Jim Jarmusch Turns 70

I celebrated Jim Jarmusch’s 70th birthday today by watching the one movie of his I hadn’t yet seen, The Limits of Control (2009). To my delight, it stars Isaach de Bankolé, whom I had coincidentally watched the previous evening in the somewhat less brilliant new film People You Hate at the Wedding. More on the film, Jarmusch’s tenth, in due course.

Can I just say that it’s a little incredible that Jarmusch shares a birthday with Sergei Eisenstein, D.W. Griffith, Malcolm McLaren, Daniel Johnston, and Conrad Veidt? If you can’t see him at the center of that Venn Diagram, I sure can.

Not liking the films of Jim Jarmusch is a tell that you’re dense, a cretin, a Neanderthal in a track suit. I see mixed critical reactions to his films online, by doofuses (some of them with bylines and presumably salaries) complaining that the films are slow, and “difficult to understand”. Is that where our culture is at now? It’s like complaining that water is wet. “I can’t drink this water! It’s wet!” It’s the nature of the thing, it’s its intentionally generated virtue, not a flaw. “40% of the chimps who responded found assembling these blocks too challenging.” Okay, good. Good to know. These are still some fuckin’ excellent blocks for the 60% of the populace who aren’t chimps.

By now you’ve somehow deduced that the reason I have seen every one of Jarmusch’s films is because I really love them. I have spent nearly 40 years loving them. Not for nothing did I head my post on “what was good and bad in American cinema in the ’80s” with a still from Stranger Than Paradise (1984). My best friend, a film student at the University of Bridgeport at the time, was like “You’ve GOT to see this movie!” and for once, a cultural product was not oversold to me. There is no way to adequately describe Jarmusch’s minimalist, deadpan, downbeat voice, so no amount of describing it can ruin it. In that one, his breakthrough (and only his second) feature, a pair of hip and goofy gamblers (John Lurie and Richard Edson, both of whom were primarily musicians) interact with Lurie’s cousin, a Hungarian immigrant played by Eszter Balint, also a musician. The two men are very much like a comedy team. Balint’s character derives a lot of comedy by incessantly playing Screaming Jay Hawkins’ “I Put a Spell on You” on a boom box, to the irritation of the two men. The first act is in Brooklyn, the second in Cleveland, the third in Florida, but wherever they are, despite the “change of scenery” everything is the same, monotonous, nothing doing. Hence, the ironic joke of the title. This “amazing wonderland” of America so celebrated in song and story is basically a depressing parking lot from sea to shining sea.

» RECORDS SHOWN:
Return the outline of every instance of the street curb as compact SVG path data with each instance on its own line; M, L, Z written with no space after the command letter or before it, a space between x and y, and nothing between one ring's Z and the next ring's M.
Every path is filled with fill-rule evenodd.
...
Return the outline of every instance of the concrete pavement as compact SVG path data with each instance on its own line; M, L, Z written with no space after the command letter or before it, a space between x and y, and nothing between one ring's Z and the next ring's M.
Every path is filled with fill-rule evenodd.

» TASK DIRECTIONS: In the post on Jim Jarmusch's 70th birthday, which film did the author watch to mark the occasion? The material is separate from the post on Jim Jarmusch's 70th birthday and has no connection to it.

» SOLVED PROBLEM: The Limits of Control (2009).